- _Excerpted passage_:

Rule According to Law
The rule of law requires the government to exercise its power in accordance with well-established and clearly written rules, regulations, and legal principles. A distinction is sometimes drawn between power, will, and force, on the one hand, and law, on the other. When a government official acts pursuant to an express provision of a written law, he acts within the rule of law. But when a government official acts without the imprimatur of any law, he or she does so by the sheer force of personal will and power.
Under the rule of law, no person may be prosecuted for an act that is not punishable by law. When the government seeks to punish someone for an offense that was not deemed criminal at the time it was committed, the rule of law is violated because the government exceeds its legal authority to punish. The rule of law requires that government impose liability only insofar as the law will allow. Government exceeds its authority when a person is held to answer for an act that was legally permissible at the outset but was retroactively made illegal. This principle is reflected by the prohibition against ex post facto laws in the U.S. Constitution.

- _Directions for this task_: Repeat word for word the section of the rule-of-law passage above that begins with "Under the rule" and ends with "the U.S. Constitution.".

- _Records excerpted from a collection_:
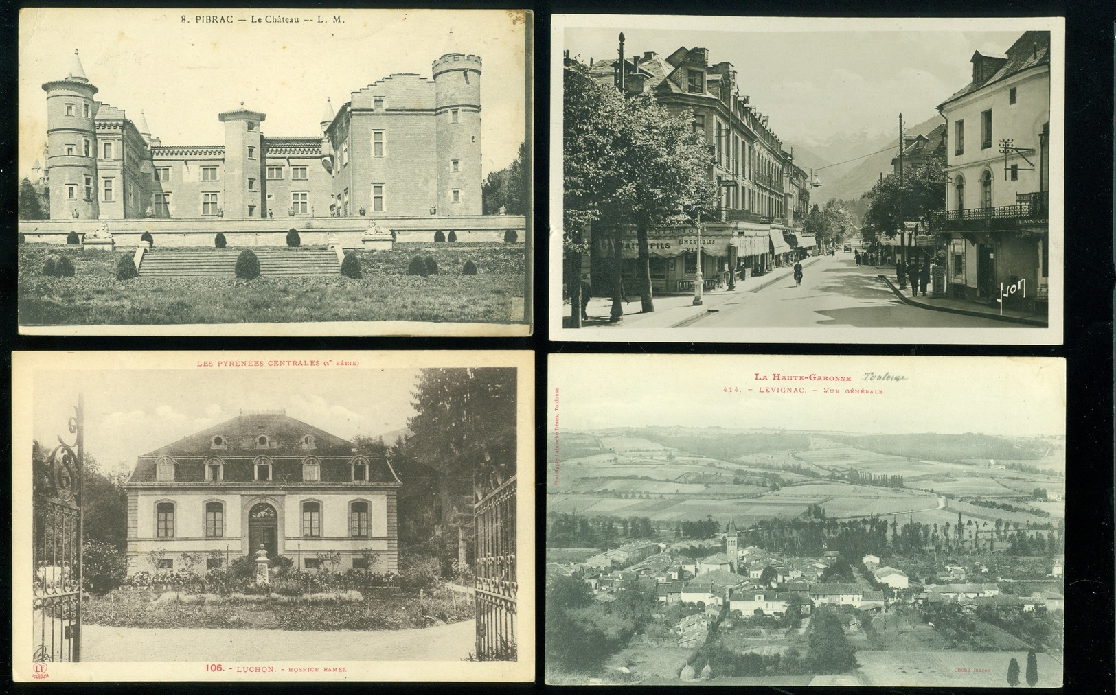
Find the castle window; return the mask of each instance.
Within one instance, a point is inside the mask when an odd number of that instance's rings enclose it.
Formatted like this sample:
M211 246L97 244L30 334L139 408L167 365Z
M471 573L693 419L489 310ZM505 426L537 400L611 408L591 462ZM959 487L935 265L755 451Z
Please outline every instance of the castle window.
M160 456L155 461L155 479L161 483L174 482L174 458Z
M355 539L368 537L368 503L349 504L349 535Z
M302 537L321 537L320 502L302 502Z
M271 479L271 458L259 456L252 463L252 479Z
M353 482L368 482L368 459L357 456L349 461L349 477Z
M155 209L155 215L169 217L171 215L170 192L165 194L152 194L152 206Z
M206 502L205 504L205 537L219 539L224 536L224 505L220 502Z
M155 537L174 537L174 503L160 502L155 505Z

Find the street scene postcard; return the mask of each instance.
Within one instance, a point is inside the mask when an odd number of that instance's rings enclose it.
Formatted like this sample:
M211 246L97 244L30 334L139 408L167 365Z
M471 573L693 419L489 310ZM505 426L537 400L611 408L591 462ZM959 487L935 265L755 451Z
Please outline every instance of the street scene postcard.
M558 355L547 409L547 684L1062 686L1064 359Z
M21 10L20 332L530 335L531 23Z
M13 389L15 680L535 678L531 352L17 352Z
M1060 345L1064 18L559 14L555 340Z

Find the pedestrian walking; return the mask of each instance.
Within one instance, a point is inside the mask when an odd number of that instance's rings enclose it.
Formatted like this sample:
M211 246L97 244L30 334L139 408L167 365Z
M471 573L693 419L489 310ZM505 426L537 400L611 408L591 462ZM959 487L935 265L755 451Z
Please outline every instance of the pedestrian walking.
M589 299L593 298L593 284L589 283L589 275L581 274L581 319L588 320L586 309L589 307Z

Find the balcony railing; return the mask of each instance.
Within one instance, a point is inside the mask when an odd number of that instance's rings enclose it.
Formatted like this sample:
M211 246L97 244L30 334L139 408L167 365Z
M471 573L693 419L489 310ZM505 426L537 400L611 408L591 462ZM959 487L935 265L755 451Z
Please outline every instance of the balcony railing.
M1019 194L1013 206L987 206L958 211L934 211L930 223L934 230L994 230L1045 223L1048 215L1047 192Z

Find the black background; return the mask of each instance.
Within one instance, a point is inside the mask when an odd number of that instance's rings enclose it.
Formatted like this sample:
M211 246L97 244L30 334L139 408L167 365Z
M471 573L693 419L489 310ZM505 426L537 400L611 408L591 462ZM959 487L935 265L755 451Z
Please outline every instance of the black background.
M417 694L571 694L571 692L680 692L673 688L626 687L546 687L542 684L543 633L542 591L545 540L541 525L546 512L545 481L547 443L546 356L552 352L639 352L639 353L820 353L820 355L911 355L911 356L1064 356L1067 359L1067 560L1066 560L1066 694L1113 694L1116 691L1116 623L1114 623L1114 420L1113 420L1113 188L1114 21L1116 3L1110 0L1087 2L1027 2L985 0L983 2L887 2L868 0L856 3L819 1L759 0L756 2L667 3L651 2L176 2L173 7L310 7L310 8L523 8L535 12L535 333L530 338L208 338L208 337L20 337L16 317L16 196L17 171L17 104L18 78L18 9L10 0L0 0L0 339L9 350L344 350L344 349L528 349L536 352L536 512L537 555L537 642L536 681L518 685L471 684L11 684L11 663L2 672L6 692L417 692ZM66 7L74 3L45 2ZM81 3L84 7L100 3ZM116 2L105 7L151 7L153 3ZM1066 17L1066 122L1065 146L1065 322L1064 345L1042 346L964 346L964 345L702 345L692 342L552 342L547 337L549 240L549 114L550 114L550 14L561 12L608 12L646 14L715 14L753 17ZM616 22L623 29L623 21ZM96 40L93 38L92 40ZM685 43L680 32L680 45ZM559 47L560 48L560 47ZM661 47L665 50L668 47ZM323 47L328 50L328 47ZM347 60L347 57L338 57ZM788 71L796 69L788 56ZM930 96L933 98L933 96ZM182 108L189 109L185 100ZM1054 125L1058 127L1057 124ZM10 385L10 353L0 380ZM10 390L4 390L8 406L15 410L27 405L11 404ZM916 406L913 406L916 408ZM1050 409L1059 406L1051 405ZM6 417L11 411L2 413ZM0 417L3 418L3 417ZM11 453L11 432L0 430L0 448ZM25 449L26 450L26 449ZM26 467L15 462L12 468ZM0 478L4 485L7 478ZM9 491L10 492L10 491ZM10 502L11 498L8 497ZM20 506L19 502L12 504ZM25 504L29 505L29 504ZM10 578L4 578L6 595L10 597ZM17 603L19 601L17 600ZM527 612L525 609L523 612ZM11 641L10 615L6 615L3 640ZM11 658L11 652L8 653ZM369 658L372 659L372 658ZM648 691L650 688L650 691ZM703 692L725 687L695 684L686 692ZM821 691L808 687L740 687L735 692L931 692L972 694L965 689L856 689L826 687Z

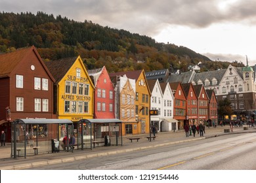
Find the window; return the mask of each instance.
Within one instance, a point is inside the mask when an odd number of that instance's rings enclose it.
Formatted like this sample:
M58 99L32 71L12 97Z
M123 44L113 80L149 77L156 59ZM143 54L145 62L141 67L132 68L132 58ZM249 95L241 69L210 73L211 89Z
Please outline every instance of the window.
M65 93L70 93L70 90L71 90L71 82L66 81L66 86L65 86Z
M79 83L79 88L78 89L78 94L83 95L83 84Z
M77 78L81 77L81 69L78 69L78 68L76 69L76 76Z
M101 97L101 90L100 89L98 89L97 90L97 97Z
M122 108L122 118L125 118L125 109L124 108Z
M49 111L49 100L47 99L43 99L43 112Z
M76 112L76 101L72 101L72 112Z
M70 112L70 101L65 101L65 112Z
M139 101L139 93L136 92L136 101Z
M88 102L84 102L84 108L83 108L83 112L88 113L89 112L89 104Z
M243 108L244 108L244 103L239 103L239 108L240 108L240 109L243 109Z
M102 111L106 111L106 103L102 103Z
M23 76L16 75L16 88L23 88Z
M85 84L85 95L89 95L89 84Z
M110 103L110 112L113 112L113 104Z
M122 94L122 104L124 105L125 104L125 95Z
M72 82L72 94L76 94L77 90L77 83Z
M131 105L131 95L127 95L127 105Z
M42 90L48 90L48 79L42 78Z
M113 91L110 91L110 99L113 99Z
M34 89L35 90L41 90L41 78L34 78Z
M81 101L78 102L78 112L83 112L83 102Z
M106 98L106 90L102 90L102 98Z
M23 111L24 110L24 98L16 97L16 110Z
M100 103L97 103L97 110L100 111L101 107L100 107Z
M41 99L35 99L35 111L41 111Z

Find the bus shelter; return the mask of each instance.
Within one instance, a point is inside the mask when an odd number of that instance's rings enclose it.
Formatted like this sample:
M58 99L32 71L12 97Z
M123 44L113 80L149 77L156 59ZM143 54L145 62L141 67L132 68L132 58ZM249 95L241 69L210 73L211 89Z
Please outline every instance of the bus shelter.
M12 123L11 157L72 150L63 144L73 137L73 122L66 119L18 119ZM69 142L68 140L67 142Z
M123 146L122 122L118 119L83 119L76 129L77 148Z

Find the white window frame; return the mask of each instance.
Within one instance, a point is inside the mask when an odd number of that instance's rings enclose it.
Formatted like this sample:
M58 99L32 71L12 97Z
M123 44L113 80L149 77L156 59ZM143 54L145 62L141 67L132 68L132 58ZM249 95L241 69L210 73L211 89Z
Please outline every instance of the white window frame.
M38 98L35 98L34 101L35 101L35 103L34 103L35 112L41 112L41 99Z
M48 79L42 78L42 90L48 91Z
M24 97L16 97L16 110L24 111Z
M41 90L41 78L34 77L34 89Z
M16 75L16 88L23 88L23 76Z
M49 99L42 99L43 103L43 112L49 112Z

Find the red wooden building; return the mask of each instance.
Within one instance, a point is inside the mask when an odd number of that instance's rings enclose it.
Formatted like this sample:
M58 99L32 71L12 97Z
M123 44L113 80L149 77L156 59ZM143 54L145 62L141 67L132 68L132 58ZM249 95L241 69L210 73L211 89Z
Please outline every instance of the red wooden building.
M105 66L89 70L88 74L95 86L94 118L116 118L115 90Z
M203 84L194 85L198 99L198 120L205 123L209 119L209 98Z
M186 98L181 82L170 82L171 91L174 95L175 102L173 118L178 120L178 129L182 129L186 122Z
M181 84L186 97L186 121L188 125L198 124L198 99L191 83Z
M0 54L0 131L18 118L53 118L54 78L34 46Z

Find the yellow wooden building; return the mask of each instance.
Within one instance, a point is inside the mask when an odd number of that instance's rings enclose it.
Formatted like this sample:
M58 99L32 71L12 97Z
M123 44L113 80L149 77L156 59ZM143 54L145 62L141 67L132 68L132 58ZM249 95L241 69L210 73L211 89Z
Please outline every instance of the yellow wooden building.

- _Full answer_:
Under the rule of law, no person may be prosecuted for an act that is not punishable by law. When the government seeks to punish someone for an offense that was not deemed criminal at the time it was committed, the rule of law is violated because the government exceeds its legal authority to punish. The rule of law requires that government impose liability only insofar as the law will allow. Government exceeds its authority when a person is held to answer for an act that was legally permissible at the outset but was retroactively made illegal. This principle is reflected by the prohibition against ex post facto laws in the U.S. Constitution.